# [Instructions for the task]
Every entry that follows should be repeated exactly; drop the images.

# [Entries provided]
◆ ◆ ◆ ◆ ◆ ◆ ◆
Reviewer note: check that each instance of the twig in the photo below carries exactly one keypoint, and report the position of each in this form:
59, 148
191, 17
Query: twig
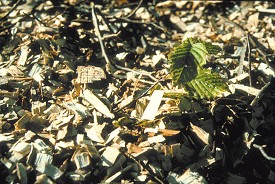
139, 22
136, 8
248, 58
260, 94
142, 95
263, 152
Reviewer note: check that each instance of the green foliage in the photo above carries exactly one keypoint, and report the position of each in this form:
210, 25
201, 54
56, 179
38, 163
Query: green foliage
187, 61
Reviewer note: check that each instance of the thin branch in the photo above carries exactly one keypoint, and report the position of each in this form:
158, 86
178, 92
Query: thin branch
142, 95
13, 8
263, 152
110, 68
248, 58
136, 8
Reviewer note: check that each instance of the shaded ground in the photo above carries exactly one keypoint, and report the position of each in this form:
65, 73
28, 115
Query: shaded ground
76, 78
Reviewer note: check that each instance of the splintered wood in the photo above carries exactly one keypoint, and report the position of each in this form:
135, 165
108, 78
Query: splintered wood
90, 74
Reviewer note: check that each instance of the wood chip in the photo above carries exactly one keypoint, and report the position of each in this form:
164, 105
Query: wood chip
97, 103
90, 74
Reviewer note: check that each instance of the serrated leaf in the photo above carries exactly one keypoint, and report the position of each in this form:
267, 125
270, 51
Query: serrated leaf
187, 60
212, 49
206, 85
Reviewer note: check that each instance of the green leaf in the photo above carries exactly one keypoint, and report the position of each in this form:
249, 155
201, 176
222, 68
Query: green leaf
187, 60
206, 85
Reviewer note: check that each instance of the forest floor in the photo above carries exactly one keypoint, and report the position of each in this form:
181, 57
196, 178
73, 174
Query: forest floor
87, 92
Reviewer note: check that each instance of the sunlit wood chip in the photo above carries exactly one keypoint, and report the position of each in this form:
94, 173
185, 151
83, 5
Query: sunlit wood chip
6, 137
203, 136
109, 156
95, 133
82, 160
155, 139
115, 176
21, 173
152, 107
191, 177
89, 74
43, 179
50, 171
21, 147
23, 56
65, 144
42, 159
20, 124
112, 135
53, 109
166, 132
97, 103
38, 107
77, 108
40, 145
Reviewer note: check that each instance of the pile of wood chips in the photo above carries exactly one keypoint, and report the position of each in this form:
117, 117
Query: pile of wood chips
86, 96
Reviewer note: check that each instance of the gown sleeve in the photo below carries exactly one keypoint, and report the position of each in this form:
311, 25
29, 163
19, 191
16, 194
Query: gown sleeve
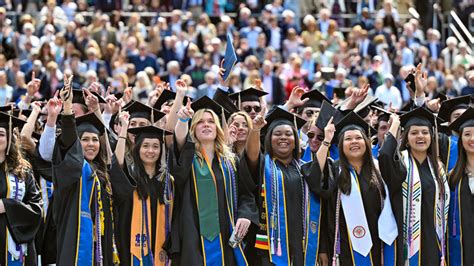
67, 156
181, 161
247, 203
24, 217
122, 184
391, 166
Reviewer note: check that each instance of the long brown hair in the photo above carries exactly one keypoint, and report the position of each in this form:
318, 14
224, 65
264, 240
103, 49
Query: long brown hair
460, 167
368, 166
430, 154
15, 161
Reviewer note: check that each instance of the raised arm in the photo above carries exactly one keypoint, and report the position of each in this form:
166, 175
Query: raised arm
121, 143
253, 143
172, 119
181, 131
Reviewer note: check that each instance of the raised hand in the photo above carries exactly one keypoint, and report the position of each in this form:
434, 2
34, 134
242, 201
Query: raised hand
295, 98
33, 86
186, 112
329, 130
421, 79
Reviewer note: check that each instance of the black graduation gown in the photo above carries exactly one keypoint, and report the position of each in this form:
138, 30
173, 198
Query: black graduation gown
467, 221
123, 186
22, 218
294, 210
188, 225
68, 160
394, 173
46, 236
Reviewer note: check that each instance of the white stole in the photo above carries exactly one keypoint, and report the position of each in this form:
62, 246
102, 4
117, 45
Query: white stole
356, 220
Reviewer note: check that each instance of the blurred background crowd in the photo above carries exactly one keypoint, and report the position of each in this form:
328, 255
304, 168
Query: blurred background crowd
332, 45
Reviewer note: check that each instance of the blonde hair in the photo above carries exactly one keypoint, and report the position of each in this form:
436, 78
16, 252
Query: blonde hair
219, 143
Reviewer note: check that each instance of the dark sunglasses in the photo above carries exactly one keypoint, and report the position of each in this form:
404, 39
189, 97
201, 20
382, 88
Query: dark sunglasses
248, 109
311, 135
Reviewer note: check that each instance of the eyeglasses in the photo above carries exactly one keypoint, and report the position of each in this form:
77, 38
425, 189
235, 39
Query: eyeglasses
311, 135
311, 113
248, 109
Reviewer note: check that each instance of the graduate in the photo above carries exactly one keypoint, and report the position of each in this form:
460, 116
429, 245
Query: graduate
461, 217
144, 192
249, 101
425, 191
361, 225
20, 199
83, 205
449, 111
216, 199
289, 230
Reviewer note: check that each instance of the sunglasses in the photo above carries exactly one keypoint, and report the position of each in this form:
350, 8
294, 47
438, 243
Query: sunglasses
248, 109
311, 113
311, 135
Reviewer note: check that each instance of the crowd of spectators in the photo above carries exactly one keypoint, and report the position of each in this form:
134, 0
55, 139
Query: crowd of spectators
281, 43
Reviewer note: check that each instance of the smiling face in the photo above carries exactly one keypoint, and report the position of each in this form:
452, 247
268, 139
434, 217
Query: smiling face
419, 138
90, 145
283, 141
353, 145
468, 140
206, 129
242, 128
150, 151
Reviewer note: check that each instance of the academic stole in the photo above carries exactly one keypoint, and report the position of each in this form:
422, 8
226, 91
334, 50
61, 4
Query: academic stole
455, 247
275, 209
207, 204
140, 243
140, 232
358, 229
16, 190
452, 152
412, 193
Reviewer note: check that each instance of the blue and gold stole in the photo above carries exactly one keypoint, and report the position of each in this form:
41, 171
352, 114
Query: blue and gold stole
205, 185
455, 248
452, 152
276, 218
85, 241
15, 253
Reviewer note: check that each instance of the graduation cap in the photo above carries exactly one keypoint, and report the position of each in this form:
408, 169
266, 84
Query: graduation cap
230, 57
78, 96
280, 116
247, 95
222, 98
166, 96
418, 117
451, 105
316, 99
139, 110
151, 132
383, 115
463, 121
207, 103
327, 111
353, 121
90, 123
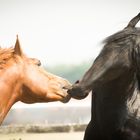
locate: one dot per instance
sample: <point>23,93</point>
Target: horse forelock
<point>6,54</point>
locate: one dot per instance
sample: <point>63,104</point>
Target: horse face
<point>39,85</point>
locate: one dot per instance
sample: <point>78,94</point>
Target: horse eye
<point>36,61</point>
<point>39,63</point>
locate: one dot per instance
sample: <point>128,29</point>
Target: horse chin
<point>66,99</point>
◆ ◆ ◆ ◆ ◆ ◆ ◆
# [Reply to the exercise]
Reviewer note: check that each instance of the twig in the photo below carries exactly one keypoint, and report the position of each in this form:
59, 148
191, 17
Query: twig
139, 22
136, 8
248, 58
260, 94
142, 95
263, 152
Reviewer note: check that each instance of the green foliage in the photo above carries exactly one keypoint, and report the position of each in this form:
210, 25
201, 54
56, 179
38, 163
Query: green foliage
187, 61
Reviewer note: check that each instance of the thin branch in the photo above carries exactly one keypoint, and report the position of each in this form:
158, 86
178, 92
Query: thin branch
142, 95
13, 8
263, 152
110, 68
248, 58
136, 8
Reviewer note: check that each instance of the shaded ground in the photo above carries exactly one keypoint, and report the position of each in this form:
65, 73
28, 115
Query: shaded ground
76, 78
Reviewer note: check that each instance of the splintered wood in the photo above carries exactly one keypoint, and report the position of each in this form:
135, 165
108, 78
Query: splintered wood
90, 74
Reviewer note: check that each instance of the wood chip in the photo above carries exactly one keypoint, and report the position of each in this form:
164, 105
Query: wood chip
97, 103
90, 74
Reviewer note: check that each instance of the serrated leaf in the photo above carries exactly one keypoint, and report the position of each in this form:
267, 125
270, 51
Query: serrated leaf
187, 60
212, 49
206, 85
Reviewer note: check that each instance of the green leaf in the photo above carries exactly one keypoint, and report the position of each in this form:
249, 155
201, 176
222, 68
Query: green leaf
187, 60
206, 85
Reviewer note: check that each instance of the forest floor in the photo above carries exactly one keypoint, and report the position of each in this form:
181, 57
196, 178
73, 174
Query: forest floor
87, 92
Reviewer note: check that each instance of the sunlit wood chip in the photo above carries exactly one keypoint, and report the position of each in this form:
94, 173
185, 151
83, 5
Query: sunlit wood chip
6, 137
203, 136
109, 156
95, 133
82, 160
155, 139
115, 176
21, 173
152, 107
191, 177
89, 74
43, 179
50, 171
21, 147
23, 56
65, 144
42, 159
20, 124
112, 135
53, 109
166, 132
97, 103
38, 107
77, 108
40, 145
Reviewer note: check that each instance of the pile of wood chips in the photo above carries exactly one keypoint, and report the position of each in this form:
117, 117
Query: pile of wood chips
86, 96
Reviewer note: check that each instance of the gown sleeve in the photo below carries exactly one keypoint, and report the position of each in this form:
311, 25
29, 163
19, 191
16, 194
Query: gown sleeve
67, 156
181, 161
247, 203
24, 217
122, 184
391, 166
Reviewer note: check that each instance of the long brown hair in the photo above carries exactly one keypoint, and report the position of each in this form:
318, 14
224, 65
264, 240
103, 49
Query: long brown hair
460, 167
368, 166
430, 154
15, 161
Reviewer note: check that each instance of the raised arm in the photo above carries exactly one keypoint, and report the position of each in this form:
166, 175
Query: raised arm
121, 143
253, 143
172, 119
181, 131
Reviewer note: check that each instance of the raised hand in the photo above carries exactly one keypoint, and report the position of each in this form:
434, 2
34, 134
242, 201
Query: raised hand
295, 98
33, 86
186, 112
329, 130
421, 79
Reviewer note: check that each instance of the black graduation gown in the photo above carries exactly one keypoint, and report the position of each in this form:
138, 30
173, 198
Query: black graduation gown
467, 221
123, 186
22, 218
294, 210
188, 225
68, 160
394, 173
46, 236
Reviewer note: check that each instance of the white stole in the photo above carries exactly one keypoint, and report the position of each in this form:
62, 246
102, 4
117, 45
Query: white stole
356, 220
Reviewer note: check that each instance of the blurred background crowd in the photo above carries exactly one keypoint, and report the position of each in this form:
328, 255
304, 168
Query: blurred background crowd
332, 45
Reviewer note: check that each instance of the blonde hair in the photo above carries exactly one keypoint, and report the position of each in this form:
436, 78
16, 252
Query: blonde hair
219, 143
Reviewer note: check that each instance of the dark sunglasses in the photo above carries exactly one keypoint, and report the position of each in this form:
404, 39
189, 97
201, 20
382, 88
Query: dark sunglasses
248, 109
311, 135
Reviewer note: check that each instance of the eyeglasses in the photo above carries exactly one keypoint, and report the position of each in this form:
77, 38
425, 189
235, 39
Query: eyeglasses
311, 135
311, 113
248, 109
Reviewer note: check that each instance of the graduate in the photo above carries exactly one keypoint, and report the position of each in this form:
460, 116
429, 245
Query: graduate
461, 217
144, 192
249, 101
425, 191
361, 225
20, 199
83, 205
449, 111
216, 199
289, 230
Reviewer note: check that each instance of the sunglasses in the photo above carries exactly one keypoint, and report the position of each in this form:
350, 8
294, 47
438, 243
Query: sunglasses
248, 109
311, 113
311, 135
Reviewer note: check that each instance of the crowd of spectators in the photo above carries exactly one keypoint, and report the position of each in this form:
134, 0
55, 139
Query: crowd of spectators
281, 43
Reviewer note: check that each instance of the smiling face in the photo above carries exactly one keypoint, and report the position of each in this form:
452, 247
268, 139
434, 217
Query: smiling face
419, 138
90, 145
283, 141
353, 145
468, 140
206, 129
242, 128
150, 151
Reviewer note: check that each instance of the academic stole in the photo above carries exactly one keypoint, and report the position of each in this form:
422, 8
226, 91
334, 50
61, 4
Query: academic stole
455, 247
275, 209
207, 204
140, 243
140, 232
358, 229
16, 190
452, 152
412, 193
Reviewer note: check that each instance of the blue and gold stole in the photo above carries exactly one keypoint, and report the position of each in this form:
41, 171
352, 114
Query: blue and gold stole
205, 185
455, 248
452, 152
276, 218
85, 241
15, 253
Reviewer note: check that each instance of the graduation cap in the photo above carries exactly one keypoint, and report the position of each in this form:
408, 169
266, 84
Query: graduation cap
230, 57
78, 96
280, 116
247, 95
222, 98
166, 96
418, 117
451, 105
316, 99
139, 110
151, 132
383, 115
463, 121
207, 103
327, 111
353, 121
90, 123
locate: one dot per instance
sample: <point>23,93</point>
Target: horse forelock
<point>6,54</point>
locate: one dot per instance
sample: <point>63,104</point>
Target: horse face
<point>39,85</point>
locate: one dot per instance
sample: <point>78,94</point>
Target: horse eye
<point>36,61</point>
<point>39,63</point>
locate: one dot per instance
sample: <point>128,29</point>
Target: horse chin
<point>66,99</point>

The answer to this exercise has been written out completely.